■ Problem ■
Can you rewrite the records below, swapping every "Challenge" for "Claim" and changing nothing else?

** start of Excerpted data **

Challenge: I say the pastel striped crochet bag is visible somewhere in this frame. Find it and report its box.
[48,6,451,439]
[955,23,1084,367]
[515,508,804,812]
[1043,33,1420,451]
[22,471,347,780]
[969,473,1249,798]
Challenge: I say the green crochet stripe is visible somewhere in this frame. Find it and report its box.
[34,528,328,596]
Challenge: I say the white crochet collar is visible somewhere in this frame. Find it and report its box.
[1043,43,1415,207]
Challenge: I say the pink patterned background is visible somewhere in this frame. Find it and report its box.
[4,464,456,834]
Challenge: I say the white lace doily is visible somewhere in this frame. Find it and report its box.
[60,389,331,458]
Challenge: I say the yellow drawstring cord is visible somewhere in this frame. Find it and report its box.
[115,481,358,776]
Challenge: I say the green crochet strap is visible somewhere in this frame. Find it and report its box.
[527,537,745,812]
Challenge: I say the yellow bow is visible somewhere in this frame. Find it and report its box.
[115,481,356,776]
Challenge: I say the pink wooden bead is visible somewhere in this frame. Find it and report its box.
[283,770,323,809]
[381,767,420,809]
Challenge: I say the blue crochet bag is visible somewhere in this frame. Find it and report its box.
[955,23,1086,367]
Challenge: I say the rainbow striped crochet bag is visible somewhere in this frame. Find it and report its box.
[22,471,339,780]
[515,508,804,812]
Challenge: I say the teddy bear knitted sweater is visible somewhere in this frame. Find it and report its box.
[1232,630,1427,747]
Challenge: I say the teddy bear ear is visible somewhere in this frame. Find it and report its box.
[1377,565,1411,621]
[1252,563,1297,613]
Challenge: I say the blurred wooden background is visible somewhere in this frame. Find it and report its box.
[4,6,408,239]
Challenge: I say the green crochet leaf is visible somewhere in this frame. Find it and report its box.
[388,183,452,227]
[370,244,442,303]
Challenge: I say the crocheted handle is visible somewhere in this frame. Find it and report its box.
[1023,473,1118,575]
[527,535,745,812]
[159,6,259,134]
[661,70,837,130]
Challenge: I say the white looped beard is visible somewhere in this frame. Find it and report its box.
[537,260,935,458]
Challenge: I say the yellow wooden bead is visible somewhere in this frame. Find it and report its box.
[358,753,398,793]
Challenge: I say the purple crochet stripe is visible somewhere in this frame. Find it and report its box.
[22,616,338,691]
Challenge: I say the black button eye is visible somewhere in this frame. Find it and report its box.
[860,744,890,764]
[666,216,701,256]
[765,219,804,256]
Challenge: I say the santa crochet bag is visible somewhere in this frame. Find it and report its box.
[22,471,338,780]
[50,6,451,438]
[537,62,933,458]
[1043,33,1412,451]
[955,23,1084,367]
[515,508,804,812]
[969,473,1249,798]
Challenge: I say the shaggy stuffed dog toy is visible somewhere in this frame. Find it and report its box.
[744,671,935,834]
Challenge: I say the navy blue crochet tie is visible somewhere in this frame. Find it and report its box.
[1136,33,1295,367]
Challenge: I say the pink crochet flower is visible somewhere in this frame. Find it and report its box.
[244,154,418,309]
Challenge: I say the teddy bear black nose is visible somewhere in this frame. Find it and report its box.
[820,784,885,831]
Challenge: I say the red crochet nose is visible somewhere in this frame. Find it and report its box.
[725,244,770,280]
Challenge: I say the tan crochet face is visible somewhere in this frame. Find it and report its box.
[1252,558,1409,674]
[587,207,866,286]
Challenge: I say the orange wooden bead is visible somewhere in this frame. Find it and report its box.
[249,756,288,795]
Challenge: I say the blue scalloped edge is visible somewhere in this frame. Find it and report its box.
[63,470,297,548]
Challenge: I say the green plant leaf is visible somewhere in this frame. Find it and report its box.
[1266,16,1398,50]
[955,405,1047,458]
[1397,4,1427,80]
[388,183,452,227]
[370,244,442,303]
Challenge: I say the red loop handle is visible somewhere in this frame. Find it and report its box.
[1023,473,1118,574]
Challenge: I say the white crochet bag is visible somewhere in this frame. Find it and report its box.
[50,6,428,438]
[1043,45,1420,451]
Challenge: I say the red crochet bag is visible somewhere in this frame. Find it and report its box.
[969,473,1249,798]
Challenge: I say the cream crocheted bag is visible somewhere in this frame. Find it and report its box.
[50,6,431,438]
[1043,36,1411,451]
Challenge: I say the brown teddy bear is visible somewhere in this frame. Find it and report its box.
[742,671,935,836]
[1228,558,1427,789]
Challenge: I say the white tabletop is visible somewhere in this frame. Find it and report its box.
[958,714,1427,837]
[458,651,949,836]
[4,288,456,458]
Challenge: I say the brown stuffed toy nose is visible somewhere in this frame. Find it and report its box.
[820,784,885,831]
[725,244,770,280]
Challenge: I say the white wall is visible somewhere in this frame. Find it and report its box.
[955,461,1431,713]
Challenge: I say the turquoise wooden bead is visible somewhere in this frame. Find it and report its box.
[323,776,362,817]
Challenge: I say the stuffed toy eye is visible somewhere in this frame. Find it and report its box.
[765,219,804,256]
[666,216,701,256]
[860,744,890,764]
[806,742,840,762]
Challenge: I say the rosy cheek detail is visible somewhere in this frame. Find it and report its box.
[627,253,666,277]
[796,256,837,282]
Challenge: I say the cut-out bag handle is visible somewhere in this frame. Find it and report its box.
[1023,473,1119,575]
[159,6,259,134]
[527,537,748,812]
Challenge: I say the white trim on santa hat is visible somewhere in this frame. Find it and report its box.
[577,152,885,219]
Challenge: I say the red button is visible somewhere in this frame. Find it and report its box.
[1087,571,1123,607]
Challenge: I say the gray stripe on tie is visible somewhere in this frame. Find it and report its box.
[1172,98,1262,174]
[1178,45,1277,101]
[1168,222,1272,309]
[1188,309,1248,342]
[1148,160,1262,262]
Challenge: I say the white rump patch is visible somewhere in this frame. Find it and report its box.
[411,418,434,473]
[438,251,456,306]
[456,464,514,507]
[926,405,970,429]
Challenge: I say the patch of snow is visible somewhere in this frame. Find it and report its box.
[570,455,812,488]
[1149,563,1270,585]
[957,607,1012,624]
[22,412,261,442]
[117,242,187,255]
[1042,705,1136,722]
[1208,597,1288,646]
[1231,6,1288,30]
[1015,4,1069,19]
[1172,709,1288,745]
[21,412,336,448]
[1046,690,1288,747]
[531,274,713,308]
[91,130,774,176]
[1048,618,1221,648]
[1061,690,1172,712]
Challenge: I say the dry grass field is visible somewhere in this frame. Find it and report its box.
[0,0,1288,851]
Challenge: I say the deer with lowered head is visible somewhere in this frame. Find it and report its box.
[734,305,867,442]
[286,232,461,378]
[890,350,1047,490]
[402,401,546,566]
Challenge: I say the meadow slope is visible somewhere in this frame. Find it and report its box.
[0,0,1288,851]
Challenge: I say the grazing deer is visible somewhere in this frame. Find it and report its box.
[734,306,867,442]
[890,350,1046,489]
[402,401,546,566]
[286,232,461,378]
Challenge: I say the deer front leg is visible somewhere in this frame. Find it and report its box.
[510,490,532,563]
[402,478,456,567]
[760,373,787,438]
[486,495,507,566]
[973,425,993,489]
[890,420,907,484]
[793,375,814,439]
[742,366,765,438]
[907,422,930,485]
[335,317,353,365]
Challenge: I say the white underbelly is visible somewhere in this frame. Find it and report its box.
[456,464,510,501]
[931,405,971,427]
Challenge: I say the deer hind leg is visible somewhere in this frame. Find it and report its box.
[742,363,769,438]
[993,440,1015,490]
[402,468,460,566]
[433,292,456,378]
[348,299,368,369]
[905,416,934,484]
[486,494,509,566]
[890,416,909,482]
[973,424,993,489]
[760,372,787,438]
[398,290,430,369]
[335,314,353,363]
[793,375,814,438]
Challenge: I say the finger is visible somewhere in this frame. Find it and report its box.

** end of Excerpted data **

■ Result ■
Claim: I say the pastel striped crochet bag is visible somewhere in this frame. Find it and report its box.
[48,6,451,439]
[955,23,1084,367]
[515,508,804,812]
[1043,33,1420,451]
[22,471,347,780]
[969,473,1249,798]
Claim: I say the green crochet stripe is visible somewhere in this frame. Find it and report its box.
[34,528,328,596]
Claim: I say the white crochet collar is visible somewhere in this frame. Find it and report its box.
[1043,43,1415,207]
Claim: I say the pink patterned background is visible somewhere in this frame. Find it and report its box.
[4,464,456,834]
Claim: I say the white lace doily is visible somewhere in this frame. Find it and report its box.
[60,389,331,458]
Claim: I say the yellow drawstring cord is visible somewhere in this frame. Find it and report its box.
[115,481,358,776]
Claim: I say the green crochet strap is visible somewhere in this frame. Find it and report its box.
[527,537,745,812]
Claim: I say the yellow bow is visible somewhere in this frame. Find it and report its box.
[115,481,356,776]
Claim: I say the pink wooden bead is visible somewhere in this frame. Find it and report its box.
[283,770,323,809]
[381,767,420,809]
Claim: I say the blue crochet bag is visible somewhere in this frame. Find it and report its box.
[955,23,1086,367]
Claim: I say the rainbow striped crochet bag is visible somewhere in this frame. Find it and report its box.
[22,471,339,780]
[515,508,804,812]
Claim: I say the teddy bear knitted sweater is visible somewhere in this frame. Find it and report its box.
[1232,630,1427,747]
Claim: I say the teddy bear ear is visible somewhere in this frame. Find it and report its box.
[1377,565,1411,621]
[1252,563,1297,613]
Claim: I say the blurred wooden background is visible somewhere in this frame. Find it and report its box.
[4,6,408,239]
Claim: I say the green crochet leaf is visible somewhere in this frame. Find it and report its box.
[388,183,452,227]
[370,244,442,303]
Claim: I say the crocheted handle is visible somewhere in this frame. Find it and report its box.
[1023,473,1118,575]
[527,535,745,812]
[159,6,259,134]
[661,70,837,130]
Claim: I say the white looped beard is visible somewhere in this frame. Find it and report its box.
[537,260,935,458]
Claim: I say the yellow wooden bead is visible somewhere in this frame. Find it and report its box.
[358,753,398,793]
Claim: I say the purple crochet stripe is visible somewhere in this frame. Find it and report its box.
[22,616,338,691]
Claim: I say the black button eye is visible somewhere in this frame. Find it and report its box.
[860,744,890,764]
[666,216,701,256]
[765,219,804,256]
Claim: I say the santa crochet bag is visible somewhere in this frame. Find it and report its box.
[22,471,338,780]
[50,6,451,438]
[537,62,933,458]
[1043,33,1412,451]
[955,23,1084,367]
[515,508,804,812]
[969,473,1249,798]
Claim: I say the shaggy stuffed dog toy is visible somewhere in this frame. Find it and report its box.
[744,671,935,834]
Claim: I say the navy blue crochet tie is visible somewhere in this frame. Find it and report its box.
[1136,33,1295,367]
Claim: I say the pink crochet flower is visible somewhere in this frame. Find it and report its box.
[244,154,418,309]
Claim: I say the teddy bear black nose is visible somewhere in this frame. Find it and report its box.
[820,784,885,831]
Claim: I say the red crochet nose is visible somewhere in this frame. Find it and report its box.
[725,244,770,280]
Claim: I say the tan crochet face is visible somewhere in this frame. Find it and report its box.
[1252,558,1409,674]
[587,207,866,286]
Claim: I say the orange wooden bead is visible somewhere in this frame. Find it and report its box.
[249,756,288,795]
Claim: I say the blue scalloped edge is visible somewhere in this frame. Find it and report its box.
[63,470,297,548]
Claim: I say the green plant leaf is visible somewhere in this frame. Find it and report its box.
[1266,16,1398,50]
[955,405,1047,458]
[1397,4,1427,80]
[388,183,452,227]
[370,244,442,303]
Claim: I say the red loop handle is visible somewhere in this frame. Find it and report its box.
[1023,473,1118,574]
Claim: I say the white crochet bag is visible somewhere in this frame. Find it and report its box.
[50,6,428,438]
[1043,45,1420,451]
Claim: I say the red crochet bag is visible somewhere in this frame. Find it and report its box.
[969,473,1249,798]
Claim: I say the cream crocheted bag is visible somewhere in this frame. Find it and report its box.
[50,6,431,438]
[1043,36,1411,451]
Claim: I say the brown teddy bear is visible somewhere in this frame. Find it and report its box.
[742,671,935,836]
[1228,558,1427,789]
Claim: I say the white tabletop is visible somewhere in this frame. Find it and report its box.
[958,714,1427,837]
[458,651,949,836]
[4,288,456,458]
Claim: I say the brown stuffed toy nose is visible somewhere in this frame. Find it and report its box.
[820,784,885,831]
[725,244,770,280]
Claim: I say the white wall is visible somewhere in this frame. Find it and report its box.
[955,461,1431,713]
Claim: I say the turquoise wooden bead is visible somewhere in this frame. Find it and report its box.
[323,776,362,817]
Claim: I say the stuffed toy eye is visible somewhere in this frame. Find it and report its box.
[765,219,804,256]
[666,216,701,256]
[860,744,890,764]
[806,742,840,762]
Claim: I say the rosy cheek detail is visible somewhere in this frame. Find it and report its box.
[627,253,666,277]
[796,256,837,282]
Claim: I say the cut-out bag handle is visible somewhere in this frame. Find it and report its box.
[1023,473,1119,575]
[159,6,259,134]
[527,537,748,812]
Claim: I say the white trim on santa hat is visible somewhere in this frame. Find it and report its box.
[577,152,885,219]
Claim: I say the red button is visible somewhere in this frame. Find it and report its box.
[1087,571,1123,607]
Claim: I say the gray stripe on tie is visible somewhere in this frame. Find it and report its box.
[1172,98,1262,174]
[1178,45,1277,101]
[1168,222,1272,309]
[1188,309,1248,342]
[1148,160,1262,262]
Claim: I say the white rump patch is visible somewhere in this frame. Find it and report its box.
[411,418,434,473]
[438,251,456,306]
[456,464,514,507]
[926,405,970,429]
Claim: I say the patch of snow is visible somewhere in this frame. Find it and report its box.
[570,455,812,488]
[1149,563,1270,585]
[957,607,1012,624]
[22,412,261,442]
[117,242,187,255]
[1042,705,1136,722]
[1208,597,1288,646]
[1231,6,1288,30]
[1015,4,1069,19]
[1172,709,1288,745]
[21,412,336,448]
[1046,690,1288,747]
[531,274,713,308]
[91,130,774,176]
[1048,618,1221,648]
[1061,690,1172,712]
Claim: I say the dry grass field is visible somewhere in this frame. Find it and report its box.
[0,0,1288,851]
Claim: I say the deer with lowered head is visible somewhere in this frame. Find it and report its box.
[734,305,867,442]
[286,232,461,378]
[890,350,1047,490]
[402,401,546,566]
Claim: I say the meadow slope is visible somewhere in this frame. Find it and report its box.
[0,0,1288,851]
Claim: I say the grazing deer is visible somewhere in this frame. Find it and report its box.
[734,306,867,442]
[890,350,1046,489]
[402,401,546,566]
[286,232,461,378]
Claim: I say the deer front leg is visible somewhere in this frame. Find it and report its box.
[510,490,532,563]
[402,478,456,567]
[760,373,787,438]
[486,495,507,566]
[973,425,993,489]
[890,420,907,484]
[793,375,814,439]
[742,366,765,438]
[907,422,930,485]
[335,317,353,365]
Claim: I say the white underbelly is visible somewhere in this frame. Find it and report its box.
[456,464,510,501]
[931,405,971,427]
Claim: I say the deer hind leg is visible somewhere in this frame. Find it and report its box.
[742,363,769,438]
[993,440,1015,490]
[402,468,460,566]
[433,292,456,378]
[348,299,368,369]
[905,416,934,484]
[486,494,509,566]
[890,416,909,482]
[973,424,993,489]
[760,372,787,438]
[398,290,430,369]
[335,314,353,363]
[793,375,814,438]
Claim: I say the finger is visible somewhere in this frame. Find it and report its box.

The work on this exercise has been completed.